Three of Elor Azaria's defence attorneys announced they were quitting after the appeal was announced.

In a statement, they said he had received a "fantastic and seemingly impossible" sentence, appearing to suggest he should not put it at risk.

Azaria's trial was one of the most divisive in Israel's history.

In one opinion poll, nearly half of Israeli Jews said any Palestinian attacker should be killed on the spot.

Eleven months ago, Azaria was serving as an army medic in the town of Hebron in the occupied West Bank when two Palestinians stabbed and wounded another soldier.

One of the assailants was shot dead by troops. The other was shot and wounded. Eleven minutes later, as the wounded man, Abd Elfatah Ashareef, 21, lay on the ground unable to move, Azaria, then 19, took aim with his rifle and fatally shot him.

A three-judge military court convicted Azaria of manslaughter last month. It rejected his contention that he believed the man still posed a threat, admitting into evidence a video of the incident recorded by a Palestinian rights activist.

Imposing punishment lighter than a three-to-five year sentence requested by the prosecution, the court noted the Hebron incident had been Azaria's first combat experience and that his record had been unblemished.

**TASKS**
- A) In the Azaria trial passage, what did the military court convict Azaria of?
- B) Write the next part of the Azaria trial passage, picking up after its final sentence.
The stored entries play no part in this exercise.

Stored entries
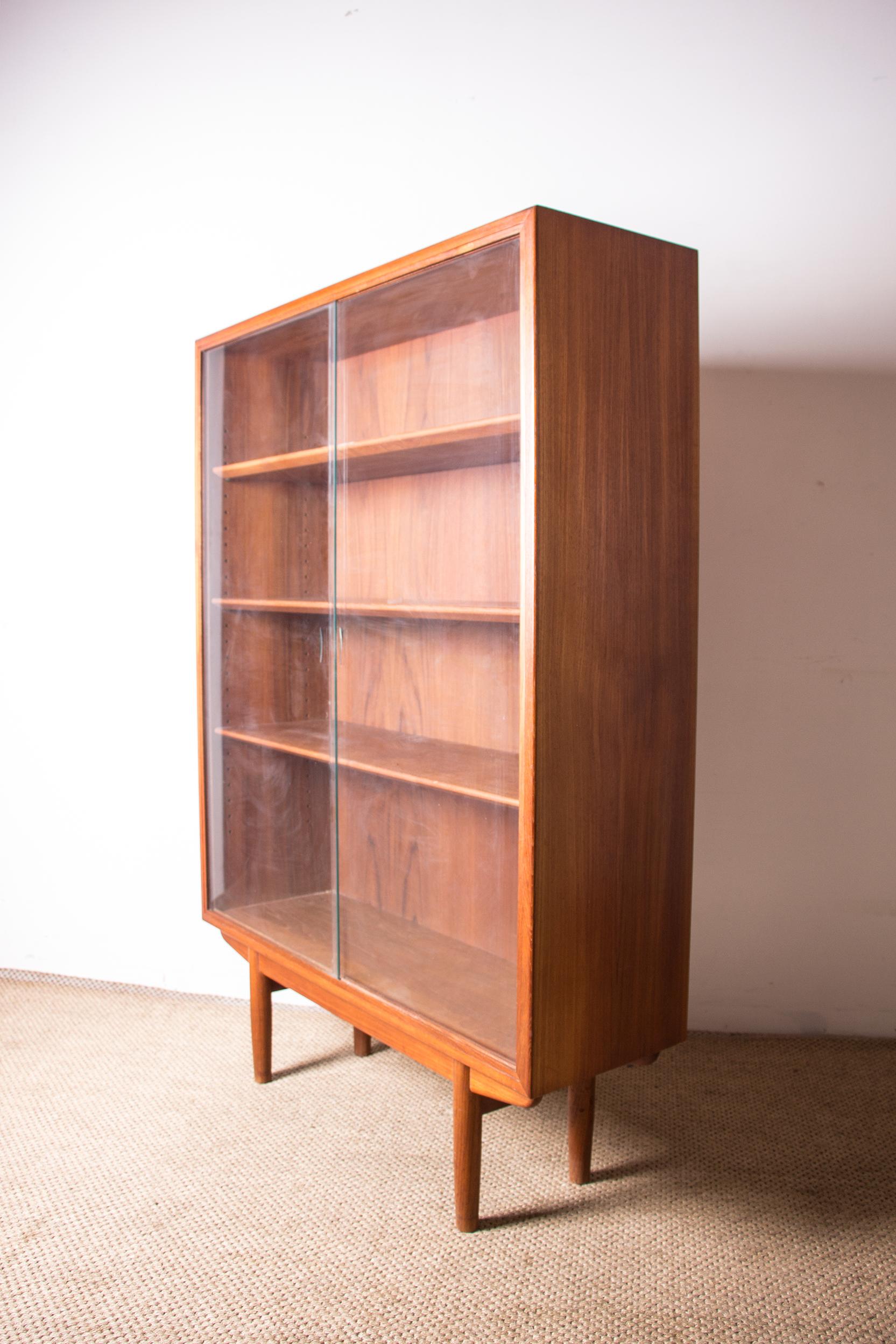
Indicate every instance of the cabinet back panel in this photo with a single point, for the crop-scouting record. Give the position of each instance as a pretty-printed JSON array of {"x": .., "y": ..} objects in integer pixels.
[
  {"x": 277, "y": 826},
  {"x": 420, "y": 854},
  {"x": 454, "y": 680},
  {"x": 478, "y": 285},
  {"x": 274, "y": 541},
  {"x": 448, "y": 378},
  {"x": 440, "y": 537},
  {"x": 274, "y": 669},
  {"x": 276, "y": 391}
]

**WRITTEN ANSWERS**
- A) Manslaughter.

- B)
The Palestinian government said the term imposed by the court had given Israeli soldiers a "green light" to carry out "executions without fear of real punishment".

In the statement announcing their resignation, the three defence lawyers also said that while they believed Azaria never should have been convicted, they had proposed to the soldier and his family that he pursue other options.

Those include a presidential pardon — which cannot be considered while an appeal process is ongoing — or a procedure in which an a military general can opt to reduce his sentence.

In the petition to a military appeals court, Azaria's remaining lawyer asked that the start of his incarceration be deferred until the end of legal proceedings.

Prosecutors, who have yet to decide whether to lodge an appeal for a stiffer sentence, had originally considered charging Azaria with murder. But they said it would have been difficult to meet the legal requirement of showing premeditation.